> [EXTRACTED ENTRIES]:

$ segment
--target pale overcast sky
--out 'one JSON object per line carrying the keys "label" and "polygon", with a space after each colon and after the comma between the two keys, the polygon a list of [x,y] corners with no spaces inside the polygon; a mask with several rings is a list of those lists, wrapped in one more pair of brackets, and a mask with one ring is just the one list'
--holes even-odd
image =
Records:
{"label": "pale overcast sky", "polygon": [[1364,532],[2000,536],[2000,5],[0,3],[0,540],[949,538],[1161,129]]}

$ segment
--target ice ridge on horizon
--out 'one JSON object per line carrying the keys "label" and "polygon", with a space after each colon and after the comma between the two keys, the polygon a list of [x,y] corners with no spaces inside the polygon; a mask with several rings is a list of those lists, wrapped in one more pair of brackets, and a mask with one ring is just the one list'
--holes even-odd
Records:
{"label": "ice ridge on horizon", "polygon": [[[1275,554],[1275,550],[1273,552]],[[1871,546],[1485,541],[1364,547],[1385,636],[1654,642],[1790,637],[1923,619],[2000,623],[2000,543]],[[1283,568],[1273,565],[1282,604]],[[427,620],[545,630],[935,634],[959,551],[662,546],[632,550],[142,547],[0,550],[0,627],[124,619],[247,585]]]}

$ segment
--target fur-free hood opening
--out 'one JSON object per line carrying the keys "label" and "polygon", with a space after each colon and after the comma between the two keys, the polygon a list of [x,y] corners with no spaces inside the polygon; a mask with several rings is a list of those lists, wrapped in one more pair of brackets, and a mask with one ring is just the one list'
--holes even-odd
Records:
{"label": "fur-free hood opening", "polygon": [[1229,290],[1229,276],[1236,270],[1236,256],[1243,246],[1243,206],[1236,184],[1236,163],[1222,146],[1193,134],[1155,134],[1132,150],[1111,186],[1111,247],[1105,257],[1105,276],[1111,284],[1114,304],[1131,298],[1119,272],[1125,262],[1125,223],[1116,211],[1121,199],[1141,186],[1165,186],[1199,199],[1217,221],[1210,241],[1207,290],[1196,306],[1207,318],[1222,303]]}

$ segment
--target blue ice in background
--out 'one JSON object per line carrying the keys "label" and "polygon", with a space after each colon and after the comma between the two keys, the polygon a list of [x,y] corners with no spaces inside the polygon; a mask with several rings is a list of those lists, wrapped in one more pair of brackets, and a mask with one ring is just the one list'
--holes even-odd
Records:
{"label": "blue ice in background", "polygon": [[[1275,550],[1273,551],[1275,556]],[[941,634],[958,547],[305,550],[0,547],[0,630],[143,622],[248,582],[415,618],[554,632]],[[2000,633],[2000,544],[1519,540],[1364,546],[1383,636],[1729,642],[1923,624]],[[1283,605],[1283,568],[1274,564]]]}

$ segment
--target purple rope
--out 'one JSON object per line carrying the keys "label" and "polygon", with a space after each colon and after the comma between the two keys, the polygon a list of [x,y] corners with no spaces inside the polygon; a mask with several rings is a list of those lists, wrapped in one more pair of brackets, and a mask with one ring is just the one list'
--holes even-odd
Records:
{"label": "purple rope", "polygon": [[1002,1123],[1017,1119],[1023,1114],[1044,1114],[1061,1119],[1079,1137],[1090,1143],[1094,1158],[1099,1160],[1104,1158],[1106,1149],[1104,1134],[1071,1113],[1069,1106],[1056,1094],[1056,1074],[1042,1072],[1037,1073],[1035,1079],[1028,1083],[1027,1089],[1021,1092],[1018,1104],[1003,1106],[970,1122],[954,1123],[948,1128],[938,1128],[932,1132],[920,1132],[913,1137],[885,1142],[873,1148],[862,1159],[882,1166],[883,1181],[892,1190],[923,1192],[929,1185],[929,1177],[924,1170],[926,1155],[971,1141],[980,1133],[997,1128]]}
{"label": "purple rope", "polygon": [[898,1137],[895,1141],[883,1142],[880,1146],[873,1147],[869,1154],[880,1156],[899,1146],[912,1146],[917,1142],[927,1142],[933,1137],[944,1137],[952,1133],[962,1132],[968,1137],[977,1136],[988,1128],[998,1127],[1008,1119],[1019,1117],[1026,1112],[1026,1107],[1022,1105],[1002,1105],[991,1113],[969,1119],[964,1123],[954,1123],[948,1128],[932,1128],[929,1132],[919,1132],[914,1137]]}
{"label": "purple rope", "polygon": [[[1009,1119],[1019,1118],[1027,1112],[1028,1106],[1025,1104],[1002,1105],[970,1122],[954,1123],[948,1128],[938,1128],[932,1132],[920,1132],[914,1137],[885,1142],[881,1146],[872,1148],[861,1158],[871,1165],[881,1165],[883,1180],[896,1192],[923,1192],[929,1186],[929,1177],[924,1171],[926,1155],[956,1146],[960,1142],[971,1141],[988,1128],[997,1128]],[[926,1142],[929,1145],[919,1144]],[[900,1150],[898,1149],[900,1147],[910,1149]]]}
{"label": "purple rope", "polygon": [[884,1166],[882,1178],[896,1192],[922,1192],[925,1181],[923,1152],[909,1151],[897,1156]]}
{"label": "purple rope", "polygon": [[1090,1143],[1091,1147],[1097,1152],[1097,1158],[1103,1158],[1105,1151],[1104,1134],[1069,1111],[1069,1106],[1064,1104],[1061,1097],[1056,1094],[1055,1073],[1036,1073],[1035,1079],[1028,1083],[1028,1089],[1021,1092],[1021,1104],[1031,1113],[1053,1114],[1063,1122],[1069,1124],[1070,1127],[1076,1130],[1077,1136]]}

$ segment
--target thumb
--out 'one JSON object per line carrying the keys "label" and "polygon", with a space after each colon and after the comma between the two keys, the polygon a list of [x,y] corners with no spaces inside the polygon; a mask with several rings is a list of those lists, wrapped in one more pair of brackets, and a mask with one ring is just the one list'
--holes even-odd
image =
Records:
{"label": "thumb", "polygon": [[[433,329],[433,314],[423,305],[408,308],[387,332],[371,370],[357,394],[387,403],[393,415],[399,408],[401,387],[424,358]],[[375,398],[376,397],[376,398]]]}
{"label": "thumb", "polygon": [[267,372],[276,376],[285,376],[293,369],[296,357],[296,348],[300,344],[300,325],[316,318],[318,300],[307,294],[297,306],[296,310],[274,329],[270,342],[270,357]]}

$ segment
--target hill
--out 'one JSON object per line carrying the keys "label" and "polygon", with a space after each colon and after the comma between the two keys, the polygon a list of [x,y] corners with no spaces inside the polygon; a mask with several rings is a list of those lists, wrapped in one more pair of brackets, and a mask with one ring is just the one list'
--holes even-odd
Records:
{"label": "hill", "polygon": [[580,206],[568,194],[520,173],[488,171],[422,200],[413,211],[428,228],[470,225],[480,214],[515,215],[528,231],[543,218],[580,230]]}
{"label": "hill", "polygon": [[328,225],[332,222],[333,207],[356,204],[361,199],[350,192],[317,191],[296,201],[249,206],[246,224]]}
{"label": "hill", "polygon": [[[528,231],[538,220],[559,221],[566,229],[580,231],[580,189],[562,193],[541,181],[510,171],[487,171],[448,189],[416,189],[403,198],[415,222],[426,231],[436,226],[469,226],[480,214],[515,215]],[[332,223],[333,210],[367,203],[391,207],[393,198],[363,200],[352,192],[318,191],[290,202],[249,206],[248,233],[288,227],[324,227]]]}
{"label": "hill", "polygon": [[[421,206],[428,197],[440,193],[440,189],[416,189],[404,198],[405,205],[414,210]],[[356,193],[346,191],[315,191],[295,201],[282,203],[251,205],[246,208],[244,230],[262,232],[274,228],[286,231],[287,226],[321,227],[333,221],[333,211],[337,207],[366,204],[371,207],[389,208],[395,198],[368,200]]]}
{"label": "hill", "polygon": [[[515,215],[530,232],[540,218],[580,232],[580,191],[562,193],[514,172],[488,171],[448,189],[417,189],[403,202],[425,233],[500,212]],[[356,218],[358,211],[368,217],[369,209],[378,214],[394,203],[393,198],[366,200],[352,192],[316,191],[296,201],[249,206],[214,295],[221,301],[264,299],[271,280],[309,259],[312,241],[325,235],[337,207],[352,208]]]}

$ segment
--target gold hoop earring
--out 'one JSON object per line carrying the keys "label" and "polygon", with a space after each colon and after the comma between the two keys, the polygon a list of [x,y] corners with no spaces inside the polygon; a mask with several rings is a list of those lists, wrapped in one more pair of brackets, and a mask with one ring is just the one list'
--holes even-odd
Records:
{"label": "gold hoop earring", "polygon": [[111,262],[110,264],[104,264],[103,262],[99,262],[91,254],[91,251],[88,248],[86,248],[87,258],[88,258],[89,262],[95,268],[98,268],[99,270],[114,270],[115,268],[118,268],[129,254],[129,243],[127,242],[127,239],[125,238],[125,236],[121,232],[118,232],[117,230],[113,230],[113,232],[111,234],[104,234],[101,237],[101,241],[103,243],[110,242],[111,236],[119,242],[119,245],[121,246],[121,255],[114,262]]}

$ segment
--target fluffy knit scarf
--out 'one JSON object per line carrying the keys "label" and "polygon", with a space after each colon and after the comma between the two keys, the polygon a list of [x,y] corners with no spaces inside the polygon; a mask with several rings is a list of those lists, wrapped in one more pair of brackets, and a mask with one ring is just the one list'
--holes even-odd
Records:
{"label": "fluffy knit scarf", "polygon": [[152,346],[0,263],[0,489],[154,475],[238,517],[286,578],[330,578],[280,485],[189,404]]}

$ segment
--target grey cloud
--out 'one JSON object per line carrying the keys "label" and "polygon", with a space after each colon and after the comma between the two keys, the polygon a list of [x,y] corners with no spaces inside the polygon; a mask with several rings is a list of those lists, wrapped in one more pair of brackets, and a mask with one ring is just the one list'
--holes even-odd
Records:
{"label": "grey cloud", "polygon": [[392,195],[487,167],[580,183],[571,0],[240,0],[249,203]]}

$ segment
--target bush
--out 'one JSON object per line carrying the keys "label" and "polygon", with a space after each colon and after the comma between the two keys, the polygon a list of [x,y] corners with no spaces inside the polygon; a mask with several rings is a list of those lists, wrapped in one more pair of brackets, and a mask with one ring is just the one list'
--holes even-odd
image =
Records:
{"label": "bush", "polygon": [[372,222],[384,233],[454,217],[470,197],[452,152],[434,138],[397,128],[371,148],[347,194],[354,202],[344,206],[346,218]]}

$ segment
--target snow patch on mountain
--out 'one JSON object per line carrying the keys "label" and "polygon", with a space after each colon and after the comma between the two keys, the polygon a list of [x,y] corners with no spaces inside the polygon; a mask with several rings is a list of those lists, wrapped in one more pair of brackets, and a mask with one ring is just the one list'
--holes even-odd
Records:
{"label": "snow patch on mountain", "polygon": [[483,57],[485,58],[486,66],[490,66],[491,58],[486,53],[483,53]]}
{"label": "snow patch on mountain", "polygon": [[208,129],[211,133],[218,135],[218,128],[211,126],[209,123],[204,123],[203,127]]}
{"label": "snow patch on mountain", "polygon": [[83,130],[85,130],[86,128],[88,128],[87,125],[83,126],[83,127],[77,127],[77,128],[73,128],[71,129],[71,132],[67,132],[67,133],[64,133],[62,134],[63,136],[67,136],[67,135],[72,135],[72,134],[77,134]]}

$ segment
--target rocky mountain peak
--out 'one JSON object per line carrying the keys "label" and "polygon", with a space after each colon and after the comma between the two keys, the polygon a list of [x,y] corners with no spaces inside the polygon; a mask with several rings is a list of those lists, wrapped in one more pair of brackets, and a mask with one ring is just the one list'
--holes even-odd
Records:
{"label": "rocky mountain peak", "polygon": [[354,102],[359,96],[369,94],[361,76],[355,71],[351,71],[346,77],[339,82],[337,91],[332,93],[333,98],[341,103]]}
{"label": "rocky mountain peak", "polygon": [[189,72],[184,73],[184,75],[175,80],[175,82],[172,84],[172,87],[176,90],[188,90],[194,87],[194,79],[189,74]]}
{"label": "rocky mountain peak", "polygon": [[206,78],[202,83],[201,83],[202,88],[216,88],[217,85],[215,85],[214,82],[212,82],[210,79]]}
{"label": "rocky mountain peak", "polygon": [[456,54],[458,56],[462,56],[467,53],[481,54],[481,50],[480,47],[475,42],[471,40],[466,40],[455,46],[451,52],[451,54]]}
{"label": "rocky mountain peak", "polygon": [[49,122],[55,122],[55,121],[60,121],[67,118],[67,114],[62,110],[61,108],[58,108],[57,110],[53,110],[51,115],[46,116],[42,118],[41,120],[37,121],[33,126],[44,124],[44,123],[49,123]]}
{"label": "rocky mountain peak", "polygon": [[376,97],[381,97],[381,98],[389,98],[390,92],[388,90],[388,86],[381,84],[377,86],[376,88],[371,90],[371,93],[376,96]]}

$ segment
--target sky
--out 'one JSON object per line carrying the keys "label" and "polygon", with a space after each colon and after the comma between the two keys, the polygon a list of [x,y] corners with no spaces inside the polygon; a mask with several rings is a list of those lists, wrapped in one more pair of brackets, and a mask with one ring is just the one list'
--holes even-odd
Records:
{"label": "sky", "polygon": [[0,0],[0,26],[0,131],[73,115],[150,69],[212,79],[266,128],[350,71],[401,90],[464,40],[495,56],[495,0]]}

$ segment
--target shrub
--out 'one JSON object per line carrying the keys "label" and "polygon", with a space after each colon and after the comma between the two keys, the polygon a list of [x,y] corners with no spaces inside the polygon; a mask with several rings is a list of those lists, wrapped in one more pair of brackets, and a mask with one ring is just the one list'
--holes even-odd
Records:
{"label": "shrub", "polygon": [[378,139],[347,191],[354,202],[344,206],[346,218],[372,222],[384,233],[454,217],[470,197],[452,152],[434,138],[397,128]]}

> [YOUR ASSIGNMENT]:
Output the first line of the entries above and every line after it, exactly as written, ending with the line that contains "--target ice ridge on horizon".

> [RESULT]:
$ segment
--target pale overcast sky
--out 'one JSON object per line carrying the keys "label" and "polygon", with a space after each colon and after the comma between the two keys, the polygon a list of [x,y] corners with no spaces inside the polygon; a mask with several rings is a list of those lists, wrapped in one more pair of brackets, and a mask with one ring is just the one list'
--holes even-odd
image =
Records:
{"label": "pale overcast sky", "polygon": [[1364,532],[2000,536],[2000,5],[0,3],[0,540],[949,538],[1161,129]]}

$ segment
--target ice ridge on horizon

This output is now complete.